• **Exercise goal**:
Reproduce all the data verbatim.

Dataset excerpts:
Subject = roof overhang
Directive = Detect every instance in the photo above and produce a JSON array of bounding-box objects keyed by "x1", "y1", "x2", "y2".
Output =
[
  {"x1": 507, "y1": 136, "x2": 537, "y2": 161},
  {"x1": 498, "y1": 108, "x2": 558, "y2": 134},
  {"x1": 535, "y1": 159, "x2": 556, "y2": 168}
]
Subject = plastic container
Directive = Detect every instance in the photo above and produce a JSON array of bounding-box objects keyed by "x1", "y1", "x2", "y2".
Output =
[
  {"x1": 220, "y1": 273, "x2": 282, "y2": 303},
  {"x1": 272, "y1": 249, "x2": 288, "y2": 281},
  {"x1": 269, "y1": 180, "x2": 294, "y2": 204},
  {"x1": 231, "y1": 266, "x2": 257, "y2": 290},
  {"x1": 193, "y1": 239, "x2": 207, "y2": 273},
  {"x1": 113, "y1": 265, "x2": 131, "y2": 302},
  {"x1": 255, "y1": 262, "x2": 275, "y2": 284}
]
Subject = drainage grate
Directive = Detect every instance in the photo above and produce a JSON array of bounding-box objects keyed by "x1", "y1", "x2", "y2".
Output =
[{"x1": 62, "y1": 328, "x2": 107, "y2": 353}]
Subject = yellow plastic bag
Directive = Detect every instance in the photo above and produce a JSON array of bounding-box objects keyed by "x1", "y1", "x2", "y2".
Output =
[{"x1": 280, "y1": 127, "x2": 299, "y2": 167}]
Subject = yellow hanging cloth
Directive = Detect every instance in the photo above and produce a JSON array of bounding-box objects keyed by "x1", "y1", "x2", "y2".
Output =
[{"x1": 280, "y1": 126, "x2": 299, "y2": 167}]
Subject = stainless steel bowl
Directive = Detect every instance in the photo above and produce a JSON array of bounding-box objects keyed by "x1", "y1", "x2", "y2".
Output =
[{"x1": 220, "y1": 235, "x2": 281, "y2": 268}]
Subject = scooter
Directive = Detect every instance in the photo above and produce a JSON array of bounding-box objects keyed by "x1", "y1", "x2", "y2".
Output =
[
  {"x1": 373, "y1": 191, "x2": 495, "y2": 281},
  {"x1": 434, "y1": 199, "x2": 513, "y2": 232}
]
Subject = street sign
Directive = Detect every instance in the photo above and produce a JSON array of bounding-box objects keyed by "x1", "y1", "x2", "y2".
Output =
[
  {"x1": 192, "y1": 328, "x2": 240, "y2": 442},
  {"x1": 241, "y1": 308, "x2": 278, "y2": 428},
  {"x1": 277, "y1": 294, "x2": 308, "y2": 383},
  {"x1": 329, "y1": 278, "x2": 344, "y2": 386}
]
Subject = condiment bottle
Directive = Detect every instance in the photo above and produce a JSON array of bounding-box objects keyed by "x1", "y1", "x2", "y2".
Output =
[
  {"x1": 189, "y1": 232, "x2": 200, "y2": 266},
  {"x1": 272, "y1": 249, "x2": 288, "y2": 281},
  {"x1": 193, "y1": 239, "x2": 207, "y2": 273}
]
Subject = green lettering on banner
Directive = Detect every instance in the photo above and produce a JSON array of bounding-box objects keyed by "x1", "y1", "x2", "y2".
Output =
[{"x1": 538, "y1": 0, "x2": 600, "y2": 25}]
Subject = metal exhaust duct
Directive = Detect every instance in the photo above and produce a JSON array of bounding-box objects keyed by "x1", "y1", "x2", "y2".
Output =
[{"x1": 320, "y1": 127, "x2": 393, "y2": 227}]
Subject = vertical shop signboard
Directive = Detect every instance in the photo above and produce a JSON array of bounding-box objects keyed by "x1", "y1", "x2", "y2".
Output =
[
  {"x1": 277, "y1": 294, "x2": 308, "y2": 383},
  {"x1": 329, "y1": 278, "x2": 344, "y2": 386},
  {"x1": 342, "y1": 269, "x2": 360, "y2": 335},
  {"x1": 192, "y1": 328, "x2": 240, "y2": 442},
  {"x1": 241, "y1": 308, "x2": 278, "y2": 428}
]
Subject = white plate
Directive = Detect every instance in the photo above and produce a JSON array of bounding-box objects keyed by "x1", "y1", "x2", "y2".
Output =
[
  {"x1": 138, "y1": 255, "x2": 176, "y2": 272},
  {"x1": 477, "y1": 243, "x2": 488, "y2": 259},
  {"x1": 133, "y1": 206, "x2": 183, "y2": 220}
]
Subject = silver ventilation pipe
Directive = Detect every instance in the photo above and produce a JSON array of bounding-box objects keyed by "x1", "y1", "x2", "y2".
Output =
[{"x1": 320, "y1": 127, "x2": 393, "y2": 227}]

• **Answer for the task**:
Subject = roof overhang
Directive = Detect every instance in the photo above and produce a JSON array of bounding-box objects keyed by "x1", "y1", "x2", "y2".
Output =
[
  {"x1": 507, "y1": 136, "x2": 537, "y2": 161},
  {"x1": 498, "y1": 108, "x2": 558, "y2": 134},
  {"x1": 535, "y1": 159, "x2": 556, "y2": 168}
]
Subject = plastic container
Directive = Detect every instance in the photo above and produce a JSON array of bounding-box objects keyed by "x1", "y1", "x2", "y2".
Output =
[
  {"x1": 220, "y1": 273, "x2": 282, "y2": 303},
  {"x1": 272, "y1": 249, "x2": 288, "y2": 281},
  {"x1": 269, "y1": 180, "x2": 294, "y2": 204},
  {"x1": 231, "y1": 266, "x2": 257, "y2": 290},
  {"x1": 193, "y1": 239, "x2": 207, "y2": 273},
  {"x1": 113, "y1": 265, "x2": 131, "y2": 302},
  {"x1": 255, "y1": 262, "x2": 275, "y2": 284}
]
Subject = drainage grate
Directive = Detect every instance in the photo above and produce a JSON array of bounding-box objects keyed by "x1", "y1", "x2", "y2".
Output =
[{"x1": 62, "y1": 328, "x2": 107, "y2": 353}]
Subject = yellow plastic bag
Directive = Detect every instance in the photo above and produce a JSON array of bounding-box objects keyed by "x1", "y1", "x2", "y2".
Output =
[{"x1": 280, "y1": 127, "x2": 299, "y2": 167}]
Subject = yellow hanging cloth
Directive = Detect every instance in the photo above and produce a JSON array of bounding-box objects keyed by "x1", "y1", "x2", "y2".
Output =
[{"x1": 280, "y1": 126, "x2": 299, "y2": 167}]
Subject = stainless steel bowl
Directive = Detect every instance in the photo above and produce a JSON array of bounding-box objects keyed by "x1", "y1", "x2", "y2".
Output =
[{"x1": 220, "y1": 235, "x2": 281, "y2": 268}]
Subject = scooter
Directive = Detect every instance in the photo above and produce a JSON array of bounding-box objects keyed by "x1", "y1", "x2", "y2".
Output =
[
  {"x1": 373, "y1": 191, "x2": 495, "y2": 281},
  {"x1": 434, "y1": 199, "x2": 513, "y2": 232}
]
Subject = street sign
Directive = Detect every instance in the photo above and produce a JSON array of bounding-box objects keyed by "x1", "y1", "x2", "y2".
Output =
[
  {"x1": 192, "y1": 328, "x2": 240, "y2": 442},
  {"x1": 241, "y1": 308, "x2": 278, "y2": 428},
  {"x1": 277, "y1": 294, "x2": 308, "y2": 383},
  {"x1": 329, "y1": 278, "x2": 344, "y2": 386}
]
Subject = condiment bottle
Directive = Detect every instance in the photo above and produce a JSON array of bounding-box objects keyed by "x1", "y1", "x2", "y2".
Output =
[
  {"x1": 189, "y1": 232, "x2": 200, "y2": 266},
  {"x1": 272, "y1": 249, "x2": 288, "y2": 281},
  {"x1": 193, "y1": 239, "x2": 207, "y2": 273}
]
Subject = green lettering on banner
Directive = Detect every instance in the photo above and produce a JSON array of bounding-box objects keyed by "x1", "y1", "x2", "y2".
Output =
[{"x1": 538, "y1": 0, "x2": 600, "y2": 25}]
Subject = metal exhaust duct
Directive = Detect every instance in the photo above and produce a JSON array of bounding-box objects keyed by "x1", "y1", "x2", "y2".
Output =
[{"x1": 320, "y1": 127, "x2": 393, "y2": 227}]
Subject = vertical shop signboard
Directive = Detect every instance in the photo above and produce a JSON array of bounding-box objects keyed by "x1", "y1", "x2", "y2".
Output =
[
  {"x1": 277, "y1": 294, "x2": 308, "y2": 383},
  {"x1": 329, "y1": 278, "x2": 344, "y2": 386},
  {"x1": 342, "y1": 269, "x2": 360, "y2": 335},
  {"x1": 192, "y1": 328, "x2": 240, "y2": 442},
  {"x1": 241, "y1": 308, "x2": 278, "y2": 428}
]
Subject = white plate
Directive = Detect every instance in the photo above and produce a JSON array of bounding-box objects keyed by "x1", "y1", "x2", "y2".
Output =
[
  {"x1": 138, "y1": 255, "x2": 176, "y2": 272},
  {"x1": 477, "y1": 243, "x2": 488, "y2": 259},
  {"x1": 133, "y1": 206, "x2": 183, "y2": 220}
]
Subject = silver ventilation pipe
Directive = Detect every instance in the photo above and produce a JSON array of bounding-box objects keyed by "x1", "y1", "x2", "y2".
Output =
[{"x1": 320, "y1": 127, "x2": 393, "y2": 227}]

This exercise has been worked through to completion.